## Excerpted passage
If a table is partitioned, the system scans only the partitions that meet specified query conditions, instead of scanning the full table. This improves query performance.
Use partitioned tables
AnalyticDB for PostgreSQL supports range, list, and multi-level partitioned tables. The following figure shows a multi-level partitioned table that has date-based range partitions and region-based list partitions.
Use scenarios
Take note of the following items when you decide whether to partition a table:
Data volumes: We recommend that you use partitioning on tables that contain large volumes of data, such as a fact table that has 10 million data rows. The standard varies based on your experience and query performance.
Partition columns: If a table has a large volume of data and an appropriate partition column such as day or month, you can use partitioning.
Data lifecycle: In most cases, data must be managed in data warehouses based on data lifecycle. You can use partitioned tables to facilitate data management such as deletion of old data.
Query statements: When a table is partitioned, its query performance can be improved only when its partition column is contained in query statements. If query statements that involve no partition columns are executed on the partitioned table, the queries may require a longer period of time to complete because all partitions are scanned.
Create a range partitioned table
You can use AnalyticDB for PostgreSQL to generate partitions by specifying a START value, an END value, and an EVERY clause that defines the partition increment value. By default, START values are inclusive and END values are exclusive. Example:
CREATE TABLE sales (id int, date date, amt decimal(10,2))
DISTRIBUTED BY (id)
PARTITION BY RANGE (date)
( START (date '2016-01-01') INCLUSIVE
END (date '2017-01-01') EXCLUSIVE
EVERY (INTERVAL '1 day') );
You can also create a range partitioned table that uses a column of a numeric data type as the partition key. Example:
CREATE TABLE rank (id int, rank int, year int, gender char(1), count int)
DISTRIBUTED BY (id)
PARTITION BY RANGE (year)
( START (2006) END (2016) EVERY (1),
DEFAULT PARTITION extra );
Create a list partitioned table
A list partitioned table can use a column of any data type that allows equality comparisons as the partition key. For list partitions, you must declare a partition specification for each partition (list value) that you want to create. Example:
CREATE TABLE rank (id int, rank int, year int, gender
char(1), count int )
DISTRIBUTED BY (id)
PARTITION BY LIST (gender)
( PARTITION girls VALUES ('F'),
PARTITION boys VALUES ('M'),
DEFAULT PARTITION other );
Create a multi-level partitioned table
You can create a table that has multi-level partitions. The following sample statement shows how to create a three-level partitioning table. Data in range partitions is partitioned by month, and data in list partitions is partitioned by region.
CREATE TABLE sales
(id int, year int, month int, day int, region text)
DISTRIBUTED BY (id)
PARTITION BY RANGE (month)
SUBPARTITION BY LIST (region)
SUBPARTITION TEMPLATE (
SUBPARTITION usa VALUES ('usa'),
SUBPARTITION europe VALUES ('europe'),
SUBPARTITION asia VALUES ('asia'),
DEFAULT SUBPARTITION other_regions)
(START (1) END (13) EVERY (1),
DEFAULT PARTITION other_months );
Optimize partitioned table queries
Partition granularity
For a table partitioned by time, the granularity can be a day, week, or month. A finer granularity produces a smaller amount of data in each partition but a larger number of partitions. The number of partitions is not measured by an absolute standard. Typically, the number of partitions is considered quite large at around 200. A large number of partitions have a significant impact on database performance. For example, the query optimizer may take a longer time to generate execution plans, and maintenance operations such as VACUUM may slow down.

## Information provided
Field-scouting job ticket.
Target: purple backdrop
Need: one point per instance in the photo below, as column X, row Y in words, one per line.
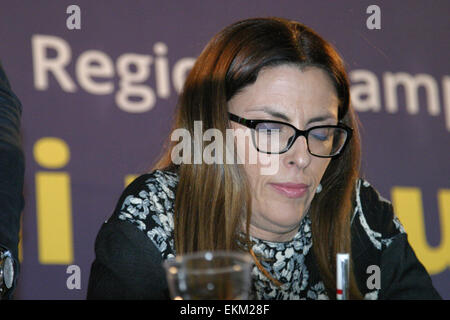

## Do this
Reproduce word for word the stretch of the partitioned tables page from "( START (2006)" through "BY LIST (gender)".

## Reply
( START (2006) END (2016) EVERY (1),
DEFAULT PARTITION extra );
Create a list partitioned table
A list partitioned table can use a column of any data type that allows equality comparisons as the partition key. For list partitions, you must declare a partition specification for each partition (list value) that you want to create. Example:
CREATE TABLE rank (id int, rank int, year int, gender
char(1), count int )
DISTRIBUTED BY (id)
PARTITION BY LIST (gender)